[[ Provided text, beginning ]]

Massachusetts Health Care Reform Updates
Coordinating the Massachusetts health care reform law with the federal Affordable Care Act (ACA) has proven to be an on-going endeavor.
As background, in 2006, Massachusetts passed a state health care reform law requiring all Massachusetts residents to maintain a minimum level of coverage, or be subject to a state income tax penalty. The law also imposes several requirements on employers. In 2010, the ACA was passed which similarly requires individuals to maintain a minimum level of coverage or risk being subject to a tax penalty. As a result of ACA, certain of the Massachusetts reform provisions either have become unnecessary, or are in conflict with the federal law.
To that end, in July 2013, the Massachusetts Legislature passed a law to repeal certain provisions, including some of the employer obligations, summarized briefly in the August Benefit Beat. One of the requirements that remain in force is the requirement to offer employees the ability to purchase individual coverage through the Massachusetts Connector (the Commonwealth’s Marketplace/Exchange), or otherwise purchase individual coverage on a tax-favored basis through a Section 125 cafeteria plan. This requirement is in conflict with the ACA which prohibits the purchase of individual coverage on a tax-favored basis, as delineated in September, 2013 by way of the Department of Labor’s Technical Release No. 2013-03 and the Internal Revenue Service’s Notice 2013-54.
Recently, the Massachusetts Connector’s governing agency issued Administrative Bulletin 03-13: Changes for Employers Regarding Section 125 Plans and Other Policies stating that it will no longer enforce the IRC Section 125 cafeteria plan requirement. Further, the Connector will no longer enforce the free-rider surcharge that is imposed for failure to offer a Section 125 plan. According to this Bulletin, the Connector anticipates pursuing legislation to repeal the free rider surcharge, the cafeteria plan requirement, and the related Health Insurance Responsibility Disclosure (HIRD) form requirements.
In the meantime, employers can continue to offer a Section 125 option until its first plan’s anniversary occurring in 2014, at which time all employers can no longer offer this option. Employers who have amended their Section 125 plan to allow the purchase of individual policies should review and amend their plans appropriately. Employers who have established a separate Section 125 plan specifically for employees who are not otherwise eligible for the employer plan should review and terminate their plan in accordance with the terms set forth in their Section 125 plan document.

[[ Provided text, end ]]
[[ Records provided, beginning ]]

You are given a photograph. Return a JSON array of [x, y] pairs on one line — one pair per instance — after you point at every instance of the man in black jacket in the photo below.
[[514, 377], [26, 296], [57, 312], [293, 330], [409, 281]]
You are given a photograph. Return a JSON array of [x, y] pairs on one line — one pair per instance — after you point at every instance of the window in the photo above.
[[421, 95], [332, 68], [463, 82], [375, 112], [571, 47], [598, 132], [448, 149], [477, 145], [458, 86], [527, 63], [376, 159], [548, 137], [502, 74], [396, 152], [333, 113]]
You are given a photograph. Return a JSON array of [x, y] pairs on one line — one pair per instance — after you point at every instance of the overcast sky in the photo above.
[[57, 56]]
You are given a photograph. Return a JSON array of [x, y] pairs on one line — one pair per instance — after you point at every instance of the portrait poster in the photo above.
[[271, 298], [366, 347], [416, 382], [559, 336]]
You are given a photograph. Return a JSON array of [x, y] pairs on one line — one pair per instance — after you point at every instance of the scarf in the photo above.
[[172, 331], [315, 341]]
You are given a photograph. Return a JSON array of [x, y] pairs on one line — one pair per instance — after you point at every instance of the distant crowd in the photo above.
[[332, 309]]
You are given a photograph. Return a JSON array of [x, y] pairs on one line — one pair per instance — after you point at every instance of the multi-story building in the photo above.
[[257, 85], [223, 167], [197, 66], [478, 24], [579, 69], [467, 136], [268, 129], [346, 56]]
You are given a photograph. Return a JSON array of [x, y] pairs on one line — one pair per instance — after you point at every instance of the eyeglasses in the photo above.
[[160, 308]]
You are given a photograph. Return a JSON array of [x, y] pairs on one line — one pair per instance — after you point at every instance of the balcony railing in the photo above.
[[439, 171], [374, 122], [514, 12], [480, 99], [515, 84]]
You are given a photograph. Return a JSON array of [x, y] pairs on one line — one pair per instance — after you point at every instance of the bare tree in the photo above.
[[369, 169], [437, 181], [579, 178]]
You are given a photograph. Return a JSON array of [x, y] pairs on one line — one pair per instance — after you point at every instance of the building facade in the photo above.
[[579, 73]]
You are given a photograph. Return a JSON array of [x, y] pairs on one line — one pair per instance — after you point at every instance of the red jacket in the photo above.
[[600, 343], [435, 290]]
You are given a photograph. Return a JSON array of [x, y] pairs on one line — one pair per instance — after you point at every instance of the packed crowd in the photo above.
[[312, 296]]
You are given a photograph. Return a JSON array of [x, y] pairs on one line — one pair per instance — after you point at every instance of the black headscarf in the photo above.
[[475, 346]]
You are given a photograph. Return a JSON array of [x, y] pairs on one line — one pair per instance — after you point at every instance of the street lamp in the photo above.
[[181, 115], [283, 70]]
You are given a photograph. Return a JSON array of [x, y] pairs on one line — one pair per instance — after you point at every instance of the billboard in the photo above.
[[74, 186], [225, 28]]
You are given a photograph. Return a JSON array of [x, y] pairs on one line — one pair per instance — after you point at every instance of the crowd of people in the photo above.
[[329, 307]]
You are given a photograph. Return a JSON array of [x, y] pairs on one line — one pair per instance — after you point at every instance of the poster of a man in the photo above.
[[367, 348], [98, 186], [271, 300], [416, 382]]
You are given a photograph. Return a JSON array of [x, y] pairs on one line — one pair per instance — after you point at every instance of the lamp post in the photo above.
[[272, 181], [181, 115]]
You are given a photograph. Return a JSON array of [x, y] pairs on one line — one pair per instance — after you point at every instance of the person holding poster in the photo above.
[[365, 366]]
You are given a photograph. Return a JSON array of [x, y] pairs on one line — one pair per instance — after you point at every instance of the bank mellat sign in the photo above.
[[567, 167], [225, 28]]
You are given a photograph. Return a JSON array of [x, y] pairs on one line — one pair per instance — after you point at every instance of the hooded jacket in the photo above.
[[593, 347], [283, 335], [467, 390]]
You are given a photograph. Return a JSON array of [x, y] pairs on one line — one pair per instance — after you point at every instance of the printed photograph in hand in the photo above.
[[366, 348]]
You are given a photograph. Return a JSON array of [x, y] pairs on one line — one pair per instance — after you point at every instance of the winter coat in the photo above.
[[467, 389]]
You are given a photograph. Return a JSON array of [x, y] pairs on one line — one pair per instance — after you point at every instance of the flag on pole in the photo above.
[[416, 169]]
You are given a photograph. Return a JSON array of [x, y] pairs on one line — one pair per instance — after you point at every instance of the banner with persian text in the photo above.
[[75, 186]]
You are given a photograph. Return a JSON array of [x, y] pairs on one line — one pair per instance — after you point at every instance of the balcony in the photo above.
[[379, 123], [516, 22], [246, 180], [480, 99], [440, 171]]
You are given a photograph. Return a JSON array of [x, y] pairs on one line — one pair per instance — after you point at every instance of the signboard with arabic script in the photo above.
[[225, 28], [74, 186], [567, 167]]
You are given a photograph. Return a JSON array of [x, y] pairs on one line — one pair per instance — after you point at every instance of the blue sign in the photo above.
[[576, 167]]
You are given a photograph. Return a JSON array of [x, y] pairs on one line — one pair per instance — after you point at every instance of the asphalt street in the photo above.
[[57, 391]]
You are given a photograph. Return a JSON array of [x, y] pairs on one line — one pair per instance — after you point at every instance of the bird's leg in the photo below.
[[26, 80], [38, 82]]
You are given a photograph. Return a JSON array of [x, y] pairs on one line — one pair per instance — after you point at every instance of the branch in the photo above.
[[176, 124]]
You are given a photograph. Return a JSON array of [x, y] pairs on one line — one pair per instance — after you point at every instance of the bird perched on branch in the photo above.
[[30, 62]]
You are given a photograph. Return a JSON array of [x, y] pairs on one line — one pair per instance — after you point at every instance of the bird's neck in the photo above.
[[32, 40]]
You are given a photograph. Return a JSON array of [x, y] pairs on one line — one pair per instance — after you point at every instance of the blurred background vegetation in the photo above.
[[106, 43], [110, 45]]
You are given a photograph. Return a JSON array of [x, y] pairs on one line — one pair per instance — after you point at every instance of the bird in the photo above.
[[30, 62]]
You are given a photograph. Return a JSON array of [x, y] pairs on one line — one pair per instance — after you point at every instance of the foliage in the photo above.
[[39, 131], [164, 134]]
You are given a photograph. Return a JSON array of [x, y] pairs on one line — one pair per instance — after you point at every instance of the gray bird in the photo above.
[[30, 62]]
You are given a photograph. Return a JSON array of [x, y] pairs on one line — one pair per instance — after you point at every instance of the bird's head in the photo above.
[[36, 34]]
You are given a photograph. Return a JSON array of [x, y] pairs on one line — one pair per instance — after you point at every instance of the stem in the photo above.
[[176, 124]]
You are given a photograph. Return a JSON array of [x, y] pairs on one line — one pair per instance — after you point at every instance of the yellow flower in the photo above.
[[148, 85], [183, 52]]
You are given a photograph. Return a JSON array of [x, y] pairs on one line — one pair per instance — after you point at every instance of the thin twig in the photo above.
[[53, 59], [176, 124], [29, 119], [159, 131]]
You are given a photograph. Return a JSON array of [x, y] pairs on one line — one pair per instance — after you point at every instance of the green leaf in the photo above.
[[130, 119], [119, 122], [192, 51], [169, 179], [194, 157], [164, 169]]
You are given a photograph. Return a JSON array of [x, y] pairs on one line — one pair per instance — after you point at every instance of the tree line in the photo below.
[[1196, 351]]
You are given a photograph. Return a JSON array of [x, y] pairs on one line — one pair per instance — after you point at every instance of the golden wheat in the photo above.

[[ Records provided, end ]]

◆ Task set:
- 1) In the Massachusetts health care reform update, which form's requirements does the Connector expect to seek repeal of, along with the free-rider surcharge and the cafeteria plan requirement?
- 2) Extend the Massachusetts health care reform update past its final sentence.
The entries have no role here.

◆ Results for each task:
- 1) The Health Insurance Responsibility Disclosure (HIRD) form.

- 2)
Another component of the Massachusetts health care reform law requires health plans and in certain instances, plan sponsors, to issue the Form 1099-HC reflecting whether their coverage meets minimum creditable coverage (MCC) standards. The Connector’s governing agency has recently issued Administrative Bulletin 02-13: Guidance Regarding Minimum Creditable Coverage (MCC) Certification further clarifying this requirement. Generally, insured plans subject to Massachusetts insurance law are required to provide the Form 1099-HC to covered employees, who in turn, use this documentation as proof of insurance when filing their state tax return. It is also incumbent upon the plan sponsor of a self-funded plan, or an insured plan offered outside the state of Massachusetts, to provide the Form 1099-HC to plan participants. While it is not necessary for the plan to offer MCC standards, it is obligatory to advise covered employees about the status of the plan. For this reason, it is necessary to know whether the plan meets Massachusetts MCC standards.
Generally, a plan can self-determine whether it meets MCC standards. The plan will satisfy the MCC standards if it meets the requirements set forth in the regulation (956 CMR 5.00), including coverage for all core medical and hospital services and benefits, as well as meet an actuarial value equal to or greater than any Bronze-level plan offered through the Connector. If the plan varies slightly from these MCC standards, then the plan may obtain MCC-certification from Connector’s governing agency. This Bulletin provides guidance on how to obtain this certification.
In addition to determining whether a plan meets MCC standards, a plan will also have to comply with ACA provisions. An example of a variance between MCC standards and the ACA is:
- The Massachusetts MCC standard sets a maximum deductible limit that can be imposed on in-network covered services: $2,000 for individuals or $4,000 for family. The maximum out-of-pocket limit is $5,000 for individuals; $10,000 for family.
- For plans subject to the ACA provisions that take effect in 2014 including, among others, the cost-sharing requirements, the maximum deductible limit that can be imposed by small insured plans offered in/outside the Marketplace mirror the same deductible limits (as above) imposed by the Connector. However, the maximum out-of-pocket limit that can be imposed by insured plans offered through the Marketplace, and insured and self-funded plans offered outside the Marketplace is $6,350 for single coverage; $12,700 for coverage for more than one.
More guidance is surely forthcoming on coordinating the Massachusetts health care reform law with the ACA.